>> BEGIN

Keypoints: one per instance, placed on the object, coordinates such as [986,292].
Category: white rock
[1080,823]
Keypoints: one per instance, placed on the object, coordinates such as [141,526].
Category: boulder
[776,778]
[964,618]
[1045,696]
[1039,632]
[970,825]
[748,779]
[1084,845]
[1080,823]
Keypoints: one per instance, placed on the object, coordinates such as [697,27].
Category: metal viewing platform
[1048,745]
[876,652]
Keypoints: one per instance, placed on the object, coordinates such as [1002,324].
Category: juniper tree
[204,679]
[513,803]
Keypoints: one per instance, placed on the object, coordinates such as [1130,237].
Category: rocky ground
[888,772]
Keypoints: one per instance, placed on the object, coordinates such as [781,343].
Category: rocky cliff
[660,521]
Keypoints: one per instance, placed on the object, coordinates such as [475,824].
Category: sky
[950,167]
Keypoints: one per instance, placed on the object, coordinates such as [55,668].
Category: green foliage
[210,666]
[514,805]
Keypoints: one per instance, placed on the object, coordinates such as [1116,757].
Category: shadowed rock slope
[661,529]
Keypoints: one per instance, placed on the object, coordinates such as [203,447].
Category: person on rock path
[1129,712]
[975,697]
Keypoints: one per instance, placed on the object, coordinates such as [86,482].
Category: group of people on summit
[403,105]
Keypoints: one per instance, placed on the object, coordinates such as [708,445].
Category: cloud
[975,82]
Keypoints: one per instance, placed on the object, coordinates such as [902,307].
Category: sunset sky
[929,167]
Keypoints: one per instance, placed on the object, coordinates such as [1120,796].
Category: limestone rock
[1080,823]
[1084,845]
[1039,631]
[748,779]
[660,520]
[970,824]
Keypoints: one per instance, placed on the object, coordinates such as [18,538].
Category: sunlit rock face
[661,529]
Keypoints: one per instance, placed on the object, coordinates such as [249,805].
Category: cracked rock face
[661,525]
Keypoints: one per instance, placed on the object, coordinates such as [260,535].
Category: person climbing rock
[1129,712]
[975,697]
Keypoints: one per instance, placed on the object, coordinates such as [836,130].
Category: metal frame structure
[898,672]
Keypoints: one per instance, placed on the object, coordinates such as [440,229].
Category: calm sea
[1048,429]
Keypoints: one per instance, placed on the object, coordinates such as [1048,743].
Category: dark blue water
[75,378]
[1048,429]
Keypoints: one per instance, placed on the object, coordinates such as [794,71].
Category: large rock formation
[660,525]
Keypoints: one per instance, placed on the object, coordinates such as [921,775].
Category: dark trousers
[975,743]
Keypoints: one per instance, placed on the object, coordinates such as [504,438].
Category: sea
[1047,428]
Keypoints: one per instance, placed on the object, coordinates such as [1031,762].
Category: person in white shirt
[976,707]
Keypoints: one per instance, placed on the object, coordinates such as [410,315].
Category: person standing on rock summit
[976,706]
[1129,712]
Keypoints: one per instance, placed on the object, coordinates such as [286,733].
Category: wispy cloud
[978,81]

>> END

- [Work to complete]:
All of the lines above must be returned exactly.

- [Solved exercise]:
Keypoints: one per instance, placed on the object, coordinates such as [986,292].
Category: white rock
[1080,823]
Keypoints: one per instance, placed on the object, coordinates such as [141,526].
Category: boulder
[776,778]
[964,618]
[1045,696]
[1039,632]
[970,825]
[748,779]
[1084,845]
[1080,823]
Keypoints: one per instance, placed on the object, coordinates such as [697,27].
Category: metal viewing platform
[1048,745]
[876,652]
Keypoints: one per instance, placed on the object, coordinates such as [1002,324].
Category: juniper tree
[204,679]
[513,803]
Keypoints: one per instance, placed on the object, coordinates such as [1130,237].
Category: rocky ground
[888,772]
Keypoints: one per instance, placed on the object, coordinates such as [781,343].
Category: rocky cliff
[660,521]
Keypoints: one per instance, placed on the object, coordinates such as [475,824].
Category: sky
[950,167]
Keypoints: one per instance, placed on the object, coordinates such as [55,668].
Category: green foliage
[210,666]
[514,805]
Keypoints: one per instance, placed on the object, coordinates such as [1116,757].
Category: shadowed rock slope
[661,529]
Keypoints: one per instance, placed on the object, coordinates such as [203,447].
Category: person on rock path
[1129,712]
[975,697]
Keypoints: one per instance, placed on the object, coordinates such as [86,482].
Category: group of people on summit
[403,105]
Keypoints: one per instance, placed on the object, coordinates such as [708,445].
Category: cloud
[975,82]
Keypoints: one per instance, placed on the object, coordinates such as [902,307].
Category: sunset sky
[929,167]
Keypoints: one per instance, placed on the object, coordinates such as [1120,796].
Category: limestone rock
[1080,823]
[1084,845]
[1039,631]
[748,779]
[660,520]
[970,824]
Keypoints: one per instance, placed on the object, coordinates such as [18,538].
Category: sunlit rock face
[661,529]
Keypoints: one per instance, placed on the object, coordinates such as [249,805].
Category: cracked rock face
[661,525]
Keypoints: one per instance, placed on the object, coordinates such as [260,535].
Category: person climbing rock
[1129,712]
[975,697]
Keypoints: one per instance, placed on the object, coordinates such as [836,130].
Category: metal frame structure
[898,672]
Keypoints: one per instance, placed on the object, coordinates such as [440,229].
Category: calm sea
[1048,429]
Keypoints: one per instance, placed on the object, coordinates such as [1048,743].
Category: dark blue water
[75,378]
[1048,429]
Keypoints: one per instance, placed on the object, coordinates such as [794,71].
Category: large rock formation
[660,525]
Keypoints: one per instance, placed on the object, coordinates such as [921,775].
Category: dark trousers
[975,743]
Keypoints: one per instance, placed on the object, coordinates such as [504,438].
Category: sea
[1047,428]
Keypoints: one per instance, placed on the object, coordinates such as [1031,762].
Category: person in white shirt
[976,707]
Keypoints: one per instance, placed on the object, coordinates such as [410,315].
Category: person standing on rock summit
[976,706]
[1129,712]
Keypoints: one per instance, placed on the object, coordinates such as [286,733].
Category: wispy cloud
[978,81]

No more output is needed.